To do
- a) In the Fedora dual-disk installation steps, where should the first disk's ESP be mounted during manual partitioning?
- b) Extend the Fedora dual-disk installation notes past their final sentence with a few more sentences in the same voice.

Document segment
+--

3. Have the second disk empty.
4. Boot the installer.
5. In manual partitioning, select both disks, and then create a working layout consisting of mounting the first disk's ESP as /boot/efi and creating all other partitions on the second disk (no ESP there). Perform the installation.
6. Confirm the system reboots into Fedora GRUB.
7. If possible, verify that the pre-existing system boot option is present.
8. Boot the installed operating system, verify it boots correctly.
9. Verify that the first disk is untouched except for ESP, which should receive Fedora-specific files.


I've opened a Workstation WG issue, based on the use case described here, to add to our installer prioritization list. I think this is an important use case to just do better out of the box using all installation interfaces.

+--

Material provided
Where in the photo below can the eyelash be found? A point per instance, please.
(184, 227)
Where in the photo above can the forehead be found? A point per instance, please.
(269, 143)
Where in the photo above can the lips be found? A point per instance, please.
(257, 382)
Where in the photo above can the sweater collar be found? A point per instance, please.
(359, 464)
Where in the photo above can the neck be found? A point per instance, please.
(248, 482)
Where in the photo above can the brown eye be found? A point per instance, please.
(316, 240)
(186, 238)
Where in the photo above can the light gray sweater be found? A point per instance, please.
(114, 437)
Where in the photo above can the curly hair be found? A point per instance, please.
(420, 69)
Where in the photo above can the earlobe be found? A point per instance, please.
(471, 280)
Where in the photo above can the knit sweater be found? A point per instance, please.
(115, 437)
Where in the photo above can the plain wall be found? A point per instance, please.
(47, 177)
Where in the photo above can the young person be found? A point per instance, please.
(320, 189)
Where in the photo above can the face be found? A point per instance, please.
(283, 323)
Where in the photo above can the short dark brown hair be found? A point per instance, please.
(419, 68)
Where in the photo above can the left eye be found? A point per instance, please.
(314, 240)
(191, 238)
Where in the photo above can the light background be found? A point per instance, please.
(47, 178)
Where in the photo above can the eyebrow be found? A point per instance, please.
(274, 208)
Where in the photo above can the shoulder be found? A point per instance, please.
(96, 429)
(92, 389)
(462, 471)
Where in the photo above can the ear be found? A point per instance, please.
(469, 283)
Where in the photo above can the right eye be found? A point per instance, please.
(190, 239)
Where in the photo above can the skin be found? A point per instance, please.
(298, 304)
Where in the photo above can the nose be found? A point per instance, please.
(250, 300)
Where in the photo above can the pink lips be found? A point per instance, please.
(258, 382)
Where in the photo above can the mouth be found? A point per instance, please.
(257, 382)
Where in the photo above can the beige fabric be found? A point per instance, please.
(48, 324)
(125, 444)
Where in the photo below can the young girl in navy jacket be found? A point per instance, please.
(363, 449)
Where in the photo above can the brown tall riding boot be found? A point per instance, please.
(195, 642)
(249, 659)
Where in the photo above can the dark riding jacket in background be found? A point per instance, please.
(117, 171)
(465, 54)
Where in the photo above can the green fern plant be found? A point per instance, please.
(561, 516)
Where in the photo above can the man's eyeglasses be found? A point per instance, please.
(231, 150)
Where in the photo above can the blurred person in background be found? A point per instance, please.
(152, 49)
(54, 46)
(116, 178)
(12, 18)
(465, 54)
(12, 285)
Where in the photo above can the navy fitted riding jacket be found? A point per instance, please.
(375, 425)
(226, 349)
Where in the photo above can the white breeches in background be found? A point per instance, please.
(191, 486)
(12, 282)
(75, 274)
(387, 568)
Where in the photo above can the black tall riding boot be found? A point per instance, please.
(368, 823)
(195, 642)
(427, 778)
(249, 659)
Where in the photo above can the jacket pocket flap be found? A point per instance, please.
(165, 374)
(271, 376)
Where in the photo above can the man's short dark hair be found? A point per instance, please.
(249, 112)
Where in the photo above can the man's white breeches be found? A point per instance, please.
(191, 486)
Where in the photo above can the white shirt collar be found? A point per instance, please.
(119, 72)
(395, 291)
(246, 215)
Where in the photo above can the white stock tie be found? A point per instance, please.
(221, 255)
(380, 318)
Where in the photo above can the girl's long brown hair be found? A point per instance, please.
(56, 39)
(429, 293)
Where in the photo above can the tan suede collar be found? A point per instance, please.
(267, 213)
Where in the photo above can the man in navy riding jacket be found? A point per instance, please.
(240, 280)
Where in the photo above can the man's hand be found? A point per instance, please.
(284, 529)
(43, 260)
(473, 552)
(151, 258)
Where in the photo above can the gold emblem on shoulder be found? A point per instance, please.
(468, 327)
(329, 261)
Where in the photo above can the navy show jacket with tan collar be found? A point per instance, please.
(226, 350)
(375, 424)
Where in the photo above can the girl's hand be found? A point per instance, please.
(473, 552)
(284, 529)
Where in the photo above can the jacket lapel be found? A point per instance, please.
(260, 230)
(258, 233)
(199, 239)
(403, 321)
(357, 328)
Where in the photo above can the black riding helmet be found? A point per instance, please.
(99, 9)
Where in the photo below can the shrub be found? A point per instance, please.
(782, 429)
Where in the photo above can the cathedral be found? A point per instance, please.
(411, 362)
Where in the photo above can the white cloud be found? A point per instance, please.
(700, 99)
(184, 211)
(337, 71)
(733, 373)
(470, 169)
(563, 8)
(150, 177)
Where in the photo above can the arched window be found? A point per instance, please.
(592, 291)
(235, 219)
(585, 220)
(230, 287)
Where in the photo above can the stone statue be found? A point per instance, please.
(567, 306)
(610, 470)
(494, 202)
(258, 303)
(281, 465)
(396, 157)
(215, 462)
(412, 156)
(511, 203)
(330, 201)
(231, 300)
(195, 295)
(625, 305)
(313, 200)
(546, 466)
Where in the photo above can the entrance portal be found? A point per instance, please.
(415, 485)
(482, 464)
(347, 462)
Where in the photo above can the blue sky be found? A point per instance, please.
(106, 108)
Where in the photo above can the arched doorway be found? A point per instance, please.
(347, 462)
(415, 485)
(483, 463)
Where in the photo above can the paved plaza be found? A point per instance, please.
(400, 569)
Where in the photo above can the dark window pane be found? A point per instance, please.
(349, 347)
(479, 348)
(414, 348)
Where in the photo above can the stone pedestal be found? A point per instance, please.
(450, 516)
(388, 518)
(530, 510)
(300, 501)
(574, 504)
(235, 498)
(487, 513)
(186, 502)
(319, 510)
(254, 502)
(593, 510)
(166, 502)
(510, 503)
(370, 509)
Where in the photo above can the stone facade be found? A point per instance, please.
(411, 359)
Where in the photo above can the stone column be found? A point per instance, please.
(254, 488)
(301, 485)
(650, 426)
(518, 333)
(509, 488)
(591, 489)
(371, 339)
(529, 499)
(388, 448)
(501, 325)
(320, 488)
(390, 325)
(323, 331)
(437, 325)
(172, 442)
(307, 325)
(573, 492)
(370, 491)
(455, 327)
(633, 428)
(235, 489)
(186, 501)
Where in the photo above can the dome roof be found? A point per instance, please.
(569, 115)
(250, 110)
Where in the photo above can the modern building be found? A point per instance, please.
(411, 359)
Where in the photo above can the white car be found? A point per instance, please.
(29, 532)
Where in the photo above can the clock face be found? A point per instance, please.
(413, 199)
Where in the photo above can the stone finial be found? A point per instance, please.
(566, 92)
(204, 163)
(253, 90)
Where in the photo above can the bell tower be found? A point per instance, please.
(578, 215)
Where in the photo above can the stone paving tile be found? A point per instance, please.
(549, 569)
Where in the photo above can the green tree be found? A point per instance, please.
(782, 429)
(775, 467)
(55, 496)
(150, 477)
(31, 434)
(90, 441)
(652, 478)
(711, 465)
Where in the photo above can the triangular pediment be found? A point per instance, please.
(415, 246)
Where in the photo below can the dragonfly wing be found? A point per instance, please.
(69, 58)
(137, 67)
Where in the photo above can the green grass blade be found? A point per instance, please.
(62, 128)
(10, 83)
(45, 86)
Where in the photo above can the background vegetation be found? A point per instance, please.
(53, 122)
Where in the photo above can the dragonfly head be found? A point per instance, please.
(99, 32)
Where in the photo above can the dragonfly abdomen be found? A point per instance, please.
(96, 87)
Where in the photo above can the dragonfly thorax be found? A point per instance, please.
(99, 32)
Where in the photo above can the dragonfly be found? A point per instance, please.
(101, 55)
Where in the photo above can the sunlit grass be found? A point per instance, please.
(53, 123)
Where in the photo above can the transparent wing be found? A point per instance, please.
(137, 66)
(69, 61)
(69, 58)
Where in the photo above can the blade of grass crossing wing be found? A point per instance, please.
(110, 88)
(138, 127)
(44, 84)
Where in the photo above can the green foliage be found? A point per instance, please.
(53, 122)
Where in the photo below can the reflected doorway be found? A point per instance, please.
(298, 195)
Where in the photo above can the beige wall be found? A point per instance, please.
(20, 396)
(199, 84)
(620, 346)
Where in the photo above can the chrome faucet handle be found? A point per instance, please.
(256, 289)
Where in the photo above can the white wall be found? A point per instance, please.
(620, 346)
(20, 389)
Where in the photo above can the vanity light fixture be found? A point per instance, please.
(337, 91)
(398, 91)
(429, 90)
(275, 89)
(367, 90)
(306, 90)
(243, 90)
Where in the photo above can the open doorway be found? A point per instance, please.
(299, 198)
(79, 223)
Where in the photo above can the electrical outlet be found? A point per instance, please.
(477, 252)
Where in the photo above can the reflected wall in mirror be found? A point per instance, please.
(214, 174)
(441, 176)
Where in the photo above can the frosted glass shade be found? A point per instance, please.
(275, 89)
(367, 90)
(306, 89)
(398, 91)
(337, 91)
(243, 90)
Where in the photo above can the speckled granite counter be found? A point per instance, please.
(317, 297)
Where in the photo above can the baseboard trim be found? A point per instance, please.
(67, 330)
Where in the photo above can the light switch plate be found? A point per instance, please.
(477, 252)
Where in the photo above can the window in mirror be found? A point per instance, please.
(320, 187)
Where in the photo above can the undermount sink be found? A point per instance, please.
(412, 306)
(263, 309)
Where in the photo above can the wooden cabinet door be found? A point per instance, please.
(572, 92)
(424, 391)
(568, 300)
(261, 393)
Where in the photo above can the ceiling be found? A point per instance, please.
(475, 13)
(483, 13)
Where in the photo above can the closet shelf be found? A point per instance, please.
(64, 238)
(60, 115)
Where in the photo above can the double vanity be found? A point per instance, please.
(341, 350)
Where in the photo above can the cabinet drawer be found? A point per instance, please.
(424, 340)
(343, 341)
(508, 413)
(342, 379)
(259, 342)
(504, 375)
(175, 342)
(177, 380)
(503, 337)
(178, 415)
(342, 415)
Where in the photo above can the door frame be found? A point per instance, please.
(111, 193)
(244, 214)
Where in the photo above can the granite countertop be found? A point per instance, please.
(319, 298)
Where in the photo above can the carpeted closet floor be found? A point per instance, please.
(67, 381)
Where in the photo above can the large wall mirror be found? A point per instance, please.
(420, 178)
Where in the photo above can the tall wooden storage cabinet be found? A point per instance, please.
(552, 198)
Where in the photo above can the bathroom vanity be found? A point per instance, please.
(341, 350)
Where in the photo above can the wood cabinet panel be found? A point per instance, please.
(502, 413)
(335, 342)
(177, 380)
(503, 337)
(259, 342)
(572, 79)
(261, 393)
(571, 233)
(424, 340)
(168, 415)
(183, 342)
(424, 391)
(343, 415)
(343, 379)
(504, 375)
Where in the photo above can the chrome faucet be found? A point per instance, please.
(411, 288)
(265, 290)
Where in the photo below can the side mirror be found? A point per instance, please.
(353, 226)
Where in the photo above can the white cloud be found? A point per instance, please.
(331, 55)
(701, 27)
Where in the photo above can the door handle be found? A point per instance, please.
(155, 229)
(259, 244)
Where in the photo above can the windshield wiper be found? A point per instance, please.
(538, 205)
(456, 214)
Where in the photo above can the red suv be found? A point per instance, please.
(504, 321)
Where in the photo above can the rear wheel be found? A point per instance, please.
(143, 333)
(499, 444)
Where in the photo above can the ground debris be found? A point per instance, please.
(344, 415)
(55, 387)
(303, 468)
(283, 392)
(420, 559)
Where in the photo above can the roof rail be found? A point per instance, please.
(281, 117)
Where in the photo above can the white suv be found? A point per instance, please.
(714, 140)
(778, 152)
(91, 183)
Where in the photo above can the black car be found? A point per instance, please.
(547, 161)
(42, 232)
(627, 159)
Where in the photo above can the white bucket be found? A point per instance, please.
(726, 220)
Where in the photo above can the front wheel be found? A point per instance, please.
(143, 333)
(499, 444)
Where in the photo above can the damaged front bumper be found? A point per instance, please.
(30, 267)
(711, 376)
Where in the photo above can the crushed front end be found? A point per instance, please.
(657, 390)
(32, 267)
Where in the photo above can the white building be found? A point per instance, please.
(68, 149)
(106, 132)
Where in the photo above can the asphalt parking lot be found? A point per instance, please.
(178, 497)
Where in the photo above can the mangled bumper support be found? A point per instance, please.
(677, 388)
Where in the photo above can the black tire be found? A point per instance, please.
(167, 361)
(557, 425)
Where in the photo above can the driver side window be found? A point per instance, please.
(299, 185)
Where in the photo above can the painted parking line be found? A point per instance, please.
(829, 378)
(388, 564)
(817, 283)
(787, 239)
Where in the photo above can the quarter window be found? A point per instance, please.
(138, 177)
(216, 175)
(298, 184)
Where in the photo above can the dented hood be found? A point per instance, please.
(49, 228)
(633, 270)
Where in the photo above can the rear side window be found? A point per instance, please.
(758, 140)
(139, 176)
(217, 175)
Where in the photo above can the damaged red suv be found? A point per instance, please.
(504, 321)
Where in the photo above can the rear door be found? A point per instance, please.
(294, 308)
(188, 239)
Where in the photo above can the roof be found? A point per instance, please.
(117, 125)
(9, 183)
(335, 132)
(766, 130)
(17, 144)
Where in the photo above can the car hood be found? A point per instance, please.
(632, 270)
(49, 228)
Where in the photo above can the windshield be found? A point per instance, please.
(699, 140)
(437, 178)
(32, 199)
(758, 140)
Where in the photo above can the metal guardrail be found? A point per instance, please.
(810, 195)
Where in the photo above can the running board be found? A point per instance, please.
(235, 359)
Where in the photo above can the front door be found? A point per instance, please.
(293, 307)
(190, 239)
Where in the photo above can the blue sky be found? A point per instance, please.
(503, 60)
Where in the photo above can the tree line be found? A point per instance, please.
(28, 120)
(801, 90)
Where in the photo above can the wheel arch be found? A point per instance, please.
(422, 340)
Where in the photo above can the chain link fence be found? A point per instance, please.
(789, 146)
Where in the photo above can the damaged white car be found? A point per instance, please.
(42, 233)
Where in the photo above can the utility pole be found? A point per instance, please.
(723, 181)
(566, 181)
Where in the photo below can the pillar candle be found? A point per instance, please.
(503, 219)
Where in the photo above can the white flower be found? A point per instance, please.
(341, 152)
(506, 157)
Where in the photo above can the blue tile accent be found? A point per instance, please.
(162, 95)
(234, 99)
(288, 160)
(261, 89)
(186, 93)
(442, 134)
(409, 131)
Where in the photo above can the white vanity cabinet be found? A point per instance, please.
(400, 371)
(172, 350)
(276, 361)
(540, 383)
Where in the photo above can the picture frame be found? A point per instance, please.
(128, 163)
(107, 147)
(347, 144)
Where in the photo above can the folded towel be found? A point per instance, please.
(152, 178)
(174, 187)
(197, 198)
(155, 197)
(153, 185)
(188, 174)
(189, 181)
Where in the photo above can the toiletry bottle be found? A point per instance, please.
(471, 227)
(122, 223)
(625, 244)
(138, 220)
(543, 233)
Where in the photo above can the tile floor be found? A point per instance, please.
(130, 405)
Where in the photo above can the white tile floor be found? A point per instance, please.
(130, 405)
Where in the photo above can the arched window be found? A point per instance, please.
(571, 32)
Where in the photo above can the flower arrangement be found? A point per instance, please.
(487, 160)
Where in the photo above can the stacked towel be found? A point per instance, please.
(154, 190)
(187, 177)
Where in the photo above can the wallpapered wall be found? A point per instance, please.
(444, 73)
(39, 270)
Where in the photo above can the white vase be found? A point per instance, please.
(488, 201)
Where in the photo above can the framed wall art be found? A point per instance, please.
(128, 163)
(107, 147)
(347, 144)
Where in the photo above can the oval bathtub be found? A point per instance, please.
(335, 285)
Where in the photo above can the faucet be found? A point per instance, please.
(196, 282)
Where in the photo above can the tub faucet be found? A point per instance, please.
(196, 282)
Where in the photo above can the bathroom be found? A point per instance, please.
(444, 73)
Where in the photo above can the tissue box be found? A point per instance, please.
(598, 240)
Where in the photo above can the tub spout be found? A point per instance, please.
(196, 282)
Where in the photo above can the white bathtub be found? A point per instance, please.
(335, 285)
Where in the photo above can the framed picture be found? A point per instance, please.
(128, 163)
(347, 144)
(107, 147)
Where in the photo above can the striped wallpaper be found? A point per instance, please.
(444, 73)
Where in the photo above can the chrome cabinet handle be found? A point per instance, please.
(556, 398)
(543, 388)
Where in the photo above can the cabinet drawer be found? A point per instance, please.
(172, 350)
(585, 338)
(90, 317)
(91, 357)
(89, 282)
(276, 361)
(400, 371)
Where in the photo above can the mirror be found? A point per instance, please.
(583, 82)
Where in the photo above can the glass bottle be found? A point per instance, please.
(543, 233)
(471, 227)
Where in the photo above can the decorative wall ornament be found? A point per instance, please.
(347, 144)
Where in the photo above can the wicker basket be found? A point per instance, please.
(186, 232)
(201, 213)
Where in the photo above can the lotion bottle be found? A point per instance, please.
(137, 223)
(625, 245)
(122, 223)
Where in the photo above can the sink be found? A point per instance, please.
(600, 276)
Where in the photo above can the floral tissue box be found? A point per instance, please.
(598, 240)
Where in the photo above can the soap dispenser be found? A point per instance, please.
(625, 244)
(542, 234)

+--

Written answers
- a) /boot/efi

- b)
https://pagure.io/fedora-workstation/issue/147

Used Fedora-Workstation-Live-x86_64-33-20200821.n.0.iso

/dev/vda: ESP + Windows
/dev/vdb: Empty or optionally in reclaim space delete or shrink a partition.

Select both drives, with automatic partitioning: The installer reuses (without reformatting) the ESP on vda, everything else goes on vdb. The GRUB menu has a Windows boot entry.

Selection only vdb drive, with automatic partitioning: Everything is on vdb including a new EFI system partition. The GRUB menu has a Windows boot entry.